Activity 1 >>
In the forum thread about the shuttle tank foam, rewrite the part from "What do you" to "of the R-11.", changing "foam" to "insulation".
Activity 2 >>
List every figure that the forum thread about the shuttle tank foam gives in mph or in degrees F, along with its unit.
Activity 3 >>
Extend the forum thread about the shuttle tank foam, picking up right after its final sentence.

Selected text >>
====

Hello Dan, Its John, As for this foam issue. I believe that they have made a fundemental mistake in the basic design. The foam is needed to insulate the tank while it is on the ground not in flight. Why design the foam to stay on for the liftoff? They end up making so many design concessions to that aspect that must certainly affect its performance in its primary function. Why don't they just make a caccoon that either seperates and is removed just prior to launch or at least falls completely free when the shuttle launches. I'd bet that you could make a pretty cheap system that would require none of the durability requirement from the aerodynamic forces of 13,000 mph winds...

What do you think?

Dan from Madison said...

I don't think there was a fundamental design flaw, rather a big flaw when they redesigned the foam with R-141b. The bitch of it all for me is that they KNEW that the new foam broke off a lot more after STS-87. Right then and there they should have known that one thing and only one thing had changed in the design of the foam - the subsitution of the R-11.

The tanks have to be insulated for flight. After liftoff the external fuel tank is still feeding the boosters and must keep that liquid Hydrogen and Oxygen, shall we say, cool (-423 F and -297 F respectively). So no choice there, it has to come along. Otherwise your theory about leaving it behind would be great.

Bottom line of all this is that I think NASA can and should do better. I can't think of too many industries except space exploration and air travel that use 30 year old technology on a daily basis.

====

Supplied information >>
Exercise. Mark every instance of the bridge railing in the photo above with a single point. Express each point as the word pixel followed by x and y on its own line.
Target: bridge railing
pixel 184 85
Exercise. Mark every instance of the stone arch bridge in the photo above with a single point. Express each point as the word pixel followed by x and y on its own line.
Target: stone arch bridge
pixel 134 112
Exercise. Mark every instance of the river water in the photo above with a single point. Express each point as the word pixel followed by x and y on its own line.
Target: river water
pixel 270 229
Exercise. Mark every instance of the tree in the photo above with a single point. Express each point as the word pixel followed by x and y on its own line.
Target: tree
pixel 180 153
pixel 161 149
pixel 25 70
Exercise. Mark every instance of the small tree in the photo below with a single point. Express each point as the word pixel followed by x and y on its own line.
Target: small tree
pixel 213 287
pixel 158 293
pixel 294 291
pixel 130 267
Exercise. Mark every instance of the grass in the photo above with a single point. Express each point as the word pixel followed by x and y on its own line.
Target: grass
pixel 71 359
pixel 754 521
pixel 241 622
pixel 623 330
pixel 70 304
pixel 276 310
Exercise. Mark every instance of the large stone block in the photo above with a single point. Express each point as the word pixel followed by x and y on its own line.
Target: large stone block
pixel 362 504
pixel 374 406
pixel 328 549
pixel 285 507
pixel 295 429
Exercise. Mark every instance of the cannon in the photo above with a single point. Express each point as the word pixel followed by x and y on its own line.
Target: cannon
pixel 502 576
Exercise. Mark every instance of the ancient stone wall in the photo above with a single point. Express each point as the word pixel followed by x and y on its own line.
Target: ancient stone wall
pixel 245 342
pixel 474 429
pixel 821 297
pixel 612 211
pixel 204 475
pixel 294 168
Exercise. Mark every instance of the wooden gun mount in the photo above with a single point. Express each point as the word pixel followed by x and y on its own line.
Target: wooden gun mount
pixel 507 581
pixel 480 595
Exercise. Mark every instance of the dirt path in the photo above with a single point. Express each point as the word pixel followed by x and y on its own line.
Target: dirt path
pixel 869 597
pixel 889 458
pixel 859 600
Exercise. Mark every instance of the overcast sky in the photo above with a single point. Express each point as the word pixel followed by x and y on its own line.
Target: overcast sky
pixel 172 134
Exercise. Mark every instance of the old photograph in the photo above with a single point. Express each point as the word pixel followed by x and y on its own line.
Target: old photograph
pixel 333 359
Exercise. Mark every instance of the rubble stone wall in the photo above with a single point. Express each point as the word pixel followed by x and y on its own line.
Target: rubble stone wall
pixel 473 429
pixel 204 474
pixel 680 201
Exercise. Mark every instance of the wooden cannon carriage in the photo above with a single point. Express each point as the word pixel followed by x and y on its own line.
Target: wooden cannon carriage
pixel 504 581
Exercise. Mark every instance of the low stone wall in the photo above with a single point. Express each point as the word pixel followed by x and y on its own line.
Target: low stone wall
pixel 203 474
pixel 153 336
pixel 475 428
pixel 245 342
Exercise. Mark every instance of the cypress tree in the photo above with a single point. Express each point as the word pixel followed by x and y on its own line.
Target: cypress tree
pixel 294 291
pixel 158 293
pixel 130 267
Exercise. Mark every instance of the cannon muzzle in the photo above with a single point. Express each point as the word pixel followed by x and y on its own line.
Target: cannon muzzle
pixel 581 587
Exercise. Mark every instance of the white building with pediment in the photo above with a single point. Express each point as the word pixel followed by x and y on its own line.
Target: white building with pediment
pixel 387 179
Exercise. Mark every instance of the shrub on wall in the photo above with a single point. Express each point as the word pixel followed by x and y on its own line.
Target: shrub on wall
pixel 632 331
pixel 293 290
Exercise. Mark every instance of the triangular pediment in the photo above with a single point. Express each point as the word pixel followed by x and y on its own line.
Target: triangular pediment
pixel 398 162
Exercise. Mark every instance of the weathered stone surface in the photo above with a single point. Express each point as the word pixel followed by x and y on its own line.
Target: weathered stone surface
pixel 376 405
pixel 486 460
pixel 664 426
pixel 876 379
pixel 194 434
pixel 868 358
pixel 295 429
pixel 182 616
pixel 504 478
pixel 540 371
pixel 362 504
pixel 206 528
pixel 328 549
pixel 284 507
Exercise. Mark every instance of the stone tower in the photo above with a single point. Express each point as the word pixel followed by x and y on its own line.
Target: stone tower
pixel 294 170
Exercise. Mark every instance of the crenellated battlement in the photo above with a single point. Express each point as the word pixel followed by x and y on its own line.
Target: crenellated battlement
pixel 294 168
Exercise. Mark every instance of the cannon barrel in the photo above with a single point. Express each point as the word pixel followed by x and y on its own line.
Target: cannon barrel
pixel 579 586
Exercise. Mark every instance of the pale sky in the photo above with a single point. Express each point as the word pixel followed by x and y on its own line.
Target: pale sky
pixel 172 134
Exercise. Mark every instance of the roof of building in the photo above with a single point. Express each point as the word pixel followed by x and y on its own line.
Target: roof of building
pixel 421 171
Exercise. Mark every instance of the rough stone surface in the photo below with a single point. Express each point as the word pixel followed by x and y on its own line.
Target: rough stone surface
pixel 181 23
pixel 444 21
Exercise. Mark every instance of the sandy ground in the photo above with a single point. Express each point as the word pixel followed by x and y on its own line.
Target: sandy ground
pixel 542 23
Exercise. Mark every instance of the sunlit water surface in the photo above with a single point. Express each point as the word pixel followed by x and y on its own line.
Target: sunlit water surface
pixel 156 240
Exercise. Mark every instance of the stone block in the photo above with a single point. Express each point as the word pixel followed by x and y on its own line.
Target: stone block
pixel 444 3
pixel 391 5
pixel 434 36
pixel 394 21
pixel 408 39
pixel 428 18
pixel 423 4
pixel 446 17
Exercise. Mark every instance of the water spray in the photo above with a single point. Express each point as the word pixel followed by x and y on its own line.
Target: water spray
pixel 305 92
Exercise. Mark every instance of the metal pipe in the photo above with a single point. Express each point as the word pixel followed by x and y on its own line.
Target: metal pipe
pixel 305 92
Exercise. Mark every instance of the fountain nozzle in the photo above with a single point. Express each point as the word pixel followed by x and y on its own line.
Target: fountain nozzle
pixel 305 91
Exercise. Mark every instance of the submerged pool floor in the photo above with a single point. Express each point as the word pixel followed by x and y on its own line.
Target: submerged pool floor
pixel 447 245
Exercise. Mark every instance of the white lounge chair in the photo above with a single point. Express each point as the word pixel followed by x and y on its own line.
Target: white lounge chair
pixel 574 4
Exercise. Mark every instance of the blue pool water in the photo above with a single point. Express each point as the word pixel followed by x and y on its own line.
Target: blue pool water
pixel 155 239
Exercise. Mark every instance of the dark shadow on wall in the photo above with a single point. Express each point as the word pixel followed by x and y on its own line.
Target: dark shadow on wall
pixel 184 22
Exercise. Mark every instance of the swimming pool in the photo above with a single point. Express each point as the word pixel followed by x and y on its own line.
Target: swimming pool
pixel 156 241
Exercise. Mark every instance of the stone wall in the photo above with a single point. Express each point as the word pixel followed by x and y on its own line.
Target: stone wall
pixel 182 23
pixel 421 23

====

Response area 1 >>
What do you think?

Dan from Madison said...

I don't think there was a fundamental design flaw, rather a big flaw when they redesigned the insulation with R-141b. The bitch of it all for me is that they KNEW that the new insulation broke off a lot more after STS-87. Right then and there they should have known that one thing and only one thing had changed in the design of the insulation - the subsitution of the R-11.

Response area 2 >>
13,000 mph
-423 F
-297 F

Response area 3 >>
Anonymous said...

Oh Contraire...
The liquid O2 and the liquid H need to be heated before it can burn. I believe that if the temps are stabilized at liftoff, then any heating from the aerodynamic friction can be figured into the equation. What happened here is a vendor sold a bill of goods regarding the insulation and then the design got frozen and then the design guys started inventing potential benefits from the existing solution. One, the liquid fuel tanks have to be insulated while the shuttle is waiting indefinitely for flight after fueling. This requirement should have been satisfied with a terrestrial based system not intended for flight. The aerodynamic heating issues should have been worked into the liquid heating portion of the thermodynamic equation of heating the liquid fuels up to combustion temps. As for the insulation from the heat of the main shuttle engines, well, that consideration is aft of any risk of parts hitting the shuttle. Once again, I believe that this is a case of designs being locked in based on poor engineering. Sort of how the social programs get refunded year after year but that is a different post...
I agree whole heartedly that the freon issue should have not applied to the shuttle. If indeed the old freon worked for the aforementioned application, only a bunch of tree hugger engineers would have put our astronauts safety second and excluded the limited use of a process being phased out over time anyway. Plus, I am quite sure that China and every other viable 21th century competitor would still use the freon if they wanted...


Dan from Madison said...

Well, we just have to agree to disagree on some of the points. The boiling point of Hydrogen is negative 423.17 degrees F. The boiling point of Oxygen is negative 297.3 degrees F. So, if we are, in fact going to use a design such as the Space Shuttle that uses liquid fuels the tank must be insulated. The outer boosters of course use solid fuels. The way that the large liquid tank was insulated is obviously the issue here. I personally think it would be impossible to figure the heat from aerodynamic friction into the actual heating equation for the H and the O - every day and in fact every minute the atmosphere changes ever so slightly with the humidity levels, temps, etc. I think the point that we are both trying to make in this comments section is valid - that the Space Shuttle is old and has served it's time.